* _Given exercise 1_:
Set down the rows below word for word, starting at the line that contains "For the benchmark, annotate every instance of the blue" and ending with the last row.

# Charlie's Soap



## Bruenor (Oct 2, 2008)

I looked, but couldn't find a thread on this. Has anyone here used Charlie's Soap? If so, what did you think?


----------



## Woodpecker (Mar 8, 2007)

I have never used it but I looked up a thread for you where it was mentioned. It's post 19.


----------



## Ninn (Oct 28, 2006)

We've used it for cloth diapers and it's wonderful. No extra rinsing was needed, the mild fragrance is non-irritating to the skin, and we wound up using less softener as well. Hope this helps.


----------



## KatSpradley (Nov 7, 2008)

I used it before I made my own and no softener necessary


----------



## godsgapeach (Jan 1, 2009)

I use it and love it! I use no softener and the clothes are plenty soft. If you hang them on a line they'll be a little crunchy, but not nearly as crunchy as before (when I used traditional detergent and softener).

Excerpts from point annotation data

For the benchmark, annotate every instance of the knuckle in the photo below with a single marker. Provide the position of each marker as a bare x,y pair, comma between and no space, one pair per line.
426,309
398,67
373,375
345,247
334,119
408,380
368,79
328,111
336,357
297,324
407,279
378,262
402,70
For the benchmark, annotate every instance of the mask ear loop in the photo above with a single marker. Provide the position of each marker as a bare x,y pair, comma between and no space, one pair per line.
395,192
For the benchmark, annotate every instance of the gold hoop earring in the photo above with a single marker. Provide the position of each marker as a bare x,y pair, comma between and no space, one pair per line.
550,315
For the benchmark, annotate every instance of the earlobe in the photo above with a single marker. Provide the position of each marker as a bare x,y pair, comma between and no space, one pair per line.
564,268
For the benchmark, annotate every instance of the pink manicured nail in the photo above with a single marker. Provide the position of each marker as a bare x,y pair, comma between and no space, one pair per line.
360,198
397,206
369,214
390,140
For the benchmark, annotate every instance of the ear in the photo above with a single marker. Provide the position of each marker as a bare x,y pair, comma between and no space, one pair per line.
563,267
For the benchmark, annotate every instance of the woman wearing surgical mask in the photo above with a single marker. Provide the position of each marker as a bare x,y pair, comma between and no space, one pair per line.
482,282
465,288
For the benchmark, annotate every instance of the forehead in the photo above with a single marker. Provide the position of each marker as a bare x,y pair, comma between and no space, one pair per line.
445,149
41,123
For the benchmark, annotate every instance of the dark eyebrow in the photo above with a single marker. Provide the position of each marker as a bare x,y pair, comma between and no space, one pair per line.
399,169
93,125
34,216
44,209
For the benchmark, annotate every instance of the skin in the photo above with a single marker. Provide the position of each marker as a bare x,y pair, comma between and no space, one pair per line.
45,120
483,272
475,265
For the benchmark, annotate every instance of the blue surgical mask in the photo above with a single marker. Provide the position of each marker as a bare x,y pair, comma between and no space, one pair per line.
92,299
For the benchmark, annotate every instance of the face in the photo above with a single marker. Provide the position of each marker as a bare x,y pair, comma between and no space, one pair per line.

* _Given exercise 2_:
Take the forum thread about Charlie's Soap further, picking up right after its last sentence.

* _Exercise output 1_:
For the benchmark, annotate every instance of the blue surgical mask in the photo above with a single marker. Provide the position of each marker as a bare x,y pair, comma between and no space, one pair per line.
92,299
For the benchmark, annotate every instance of the face in the photo above with a single marker. Provide the position of each marker as a bare x,y pair, comma between and no space, one pair per line.

* _Exercise output 2_:
I like it enough that I bought the big bucket--should last us (family of 4) about 3 1/2 years or so.

I like their all-purpose cleaner too.


----------



## jmtinmi (Feb 25, 2009)

godsgapeach said:


> If you hang them on a line they'll be a little crunchy, but not nearly as crunchy as before


Before I hang out my clothes on the clothes line, I fluff them in the dryer for just a minute. No more stiff clothes.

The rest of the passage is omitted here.